Can you reproduce the lines below without any change, starting at the line that contains "Task: point out each instance of the logo" and going through the final line?

Records from a point-labeling set:
>> START

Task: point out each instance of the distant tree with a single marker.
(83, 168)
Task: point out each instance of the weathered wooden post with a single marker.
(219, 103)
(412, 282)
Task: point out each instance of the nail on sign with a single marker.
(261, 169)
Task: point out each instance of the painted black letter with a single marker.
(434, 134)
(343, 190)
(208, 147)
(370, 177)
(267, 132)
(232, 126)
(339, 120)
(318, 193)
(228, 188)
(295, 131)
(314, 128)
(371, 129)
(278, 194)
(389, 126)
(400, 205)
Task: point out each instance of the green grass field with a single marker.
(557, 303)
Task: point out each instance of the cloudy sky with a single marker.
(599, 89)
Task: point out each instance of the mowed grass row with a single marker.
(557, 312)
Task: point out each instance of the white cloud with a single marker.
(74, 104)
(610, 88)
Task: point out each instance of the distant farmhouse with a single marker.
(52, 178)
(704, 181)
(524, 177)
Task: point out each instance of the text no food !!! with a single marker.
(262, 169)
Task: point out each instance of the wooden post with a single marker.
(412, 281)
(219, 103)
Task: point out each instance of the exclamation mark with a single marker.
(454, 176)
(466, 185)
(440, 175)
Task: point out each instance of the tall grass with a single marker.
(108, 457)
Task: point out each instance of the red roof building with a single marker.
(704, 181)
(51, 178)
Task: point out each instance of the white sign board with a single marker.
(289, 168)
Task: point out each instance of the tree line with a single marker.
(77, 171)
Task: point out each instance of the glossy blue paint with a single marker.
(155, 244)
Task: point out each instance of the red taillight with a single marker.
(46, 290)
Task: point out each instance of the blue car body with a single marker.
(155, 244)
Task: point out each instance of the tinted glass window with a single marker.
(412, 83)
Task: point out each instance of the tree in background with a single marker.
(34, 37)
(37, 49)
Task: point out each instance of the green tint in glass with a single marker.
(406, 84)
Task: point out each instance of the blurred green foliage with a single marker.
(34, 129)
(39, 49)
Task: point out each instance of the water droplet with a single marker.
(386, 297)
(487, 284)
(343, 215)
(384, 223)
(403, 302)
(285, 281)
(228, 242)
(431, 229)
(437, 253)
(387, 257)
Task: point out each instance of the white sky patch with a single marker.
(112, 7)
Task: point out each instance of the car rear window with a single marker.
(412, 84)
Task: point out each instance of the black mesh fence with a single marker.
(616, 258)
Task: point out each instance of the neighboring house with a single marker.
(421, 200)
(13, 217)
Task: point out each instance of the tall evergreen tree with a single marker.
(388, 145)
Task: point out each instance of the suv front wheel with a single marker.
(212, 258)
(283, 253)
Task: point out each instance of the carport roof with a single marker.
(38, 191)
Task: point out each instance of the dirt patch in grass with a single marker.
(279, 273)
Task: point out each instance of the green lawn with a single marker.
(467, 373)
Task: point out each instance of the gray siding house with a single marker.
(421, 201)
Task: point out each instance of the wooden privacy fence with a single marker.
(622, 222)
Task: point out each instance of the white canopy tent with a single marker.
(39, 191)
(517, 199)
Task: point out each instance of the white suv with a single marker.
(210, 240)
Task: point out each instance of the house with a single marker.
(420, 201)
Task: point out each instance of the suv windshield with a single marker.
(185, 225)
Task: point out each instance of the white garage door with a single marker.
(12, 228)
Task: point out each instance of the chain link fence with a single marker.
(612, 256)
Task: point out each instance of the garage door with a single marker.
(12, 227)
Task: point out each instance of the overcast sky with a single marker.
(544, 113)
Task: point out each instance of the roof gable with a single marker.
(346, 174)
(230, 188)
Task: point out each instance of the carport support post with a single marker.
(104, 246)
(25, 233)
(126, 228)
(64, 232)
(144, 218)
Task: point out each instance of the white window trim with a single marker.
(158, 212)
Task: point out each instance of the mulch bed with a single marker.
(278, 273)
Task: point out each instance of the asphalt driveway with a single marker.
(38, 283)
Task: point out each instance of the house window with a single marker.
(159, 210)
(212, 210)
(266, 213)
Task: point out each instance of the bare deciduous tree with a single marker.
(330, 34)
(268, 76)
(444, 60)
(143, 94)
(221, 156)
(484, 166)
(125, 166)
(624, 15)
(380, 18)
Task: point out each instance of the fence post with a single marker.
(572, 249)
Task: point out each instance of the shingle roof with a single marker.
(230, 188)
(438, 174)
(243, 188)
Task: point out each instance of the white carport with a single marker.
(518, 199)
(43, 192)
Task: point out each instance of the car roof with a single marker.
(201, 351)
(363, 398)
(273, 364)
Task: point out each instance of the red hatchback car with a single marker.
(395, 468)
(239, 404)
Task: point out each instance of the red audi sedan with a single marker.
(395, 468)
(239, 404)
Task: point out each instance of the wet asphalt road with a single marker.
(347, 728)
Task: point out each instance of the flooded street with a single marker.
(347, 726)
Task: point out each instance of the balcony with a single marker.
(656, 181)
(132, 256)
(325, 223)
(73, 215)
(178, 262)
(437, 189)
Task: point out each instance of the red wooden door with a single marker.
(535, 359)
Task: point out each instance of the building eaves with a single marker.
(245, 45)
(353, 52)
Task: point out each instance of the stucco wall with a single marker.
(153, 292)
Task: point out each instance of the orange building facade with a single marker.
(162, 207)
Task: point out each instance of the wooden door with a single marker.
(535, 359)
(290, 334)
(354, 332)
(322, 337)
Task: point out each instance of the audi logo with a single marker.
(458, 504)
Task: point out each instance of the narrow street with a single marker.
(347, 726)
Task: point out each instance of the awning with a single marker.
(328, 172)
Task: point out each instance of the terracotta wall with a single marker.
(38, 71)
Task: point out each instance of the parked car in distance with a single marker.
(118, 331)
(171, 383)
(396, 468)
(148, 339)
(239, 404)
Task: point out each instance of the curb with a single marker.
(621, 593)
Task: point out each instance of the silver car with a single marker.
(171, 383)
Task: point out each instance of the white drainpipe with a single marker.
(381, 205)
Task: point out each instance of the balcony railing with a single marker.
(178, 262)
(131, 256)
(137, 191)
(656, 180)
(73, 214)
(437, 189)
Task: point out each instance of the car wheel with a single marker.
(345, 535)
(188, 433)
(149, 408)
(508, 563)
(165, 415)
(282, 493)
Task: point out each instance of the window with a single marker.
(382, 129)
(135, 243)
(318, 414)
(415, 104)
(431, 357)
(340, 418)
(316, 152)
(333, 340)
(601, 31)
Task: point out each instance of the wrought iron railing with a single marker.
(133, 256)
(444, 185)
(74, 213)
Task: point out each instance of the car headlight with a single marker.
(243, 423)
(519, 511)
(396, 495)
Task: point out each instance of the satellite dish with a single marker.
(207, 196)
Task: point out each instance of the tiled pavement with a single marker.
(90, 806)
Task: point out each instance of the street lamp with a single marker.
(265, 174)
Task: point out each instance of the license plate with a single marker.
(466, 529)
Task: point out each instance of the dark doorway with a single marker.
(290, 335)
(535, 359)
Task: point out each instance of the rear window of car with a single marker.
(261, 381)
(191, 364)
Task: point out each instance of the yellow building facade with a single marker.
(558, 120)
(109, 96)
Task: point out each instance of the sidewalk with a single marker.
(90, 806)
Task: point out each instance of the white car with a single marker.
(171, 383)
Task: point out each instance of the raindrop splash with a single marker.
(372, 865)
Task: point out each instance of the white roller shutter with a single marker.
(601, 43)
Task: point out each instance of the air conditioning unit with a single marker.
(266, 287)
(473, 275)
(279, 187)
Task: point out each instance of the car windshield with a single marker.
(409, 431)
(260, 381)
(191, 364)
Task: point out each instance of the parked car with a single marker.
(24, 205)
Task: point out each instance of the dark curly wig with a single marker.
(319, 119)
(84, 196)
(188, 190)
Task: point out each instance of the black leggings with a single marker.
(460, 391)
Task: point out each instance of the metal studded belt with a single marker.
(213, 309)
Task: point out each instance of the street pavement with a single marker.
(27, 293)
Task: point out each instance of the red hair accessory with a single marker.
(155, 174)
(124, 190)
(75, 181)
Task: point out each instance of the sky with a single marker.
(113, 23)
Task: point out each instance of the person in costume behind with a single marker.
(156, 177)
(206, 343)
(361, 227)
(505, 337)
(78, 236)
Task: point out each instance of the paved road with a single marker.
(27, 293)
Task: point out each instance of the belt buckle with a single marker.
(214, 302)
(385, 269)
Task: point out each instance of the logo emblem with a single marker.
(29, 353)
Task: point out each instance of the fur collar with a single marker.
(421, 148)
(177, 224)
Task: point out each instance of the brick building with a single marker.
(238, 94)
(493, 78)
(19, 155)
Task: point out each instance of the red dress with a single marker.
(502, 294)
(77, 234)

>> END

Solution to this exercise —
Task: point out each instance of the logo emblem with a single marker.
(29, 353)
Task: point out each instance of the fur collar with a single marker.
(421, 148)
(177, 224)
Task: point out each instance of the brick building with a single marker.
(238, 94)
(493, 78)
(19, 155)
Task: point out each instance of the red dress with a single marker.
(502, 294)
(77, 234)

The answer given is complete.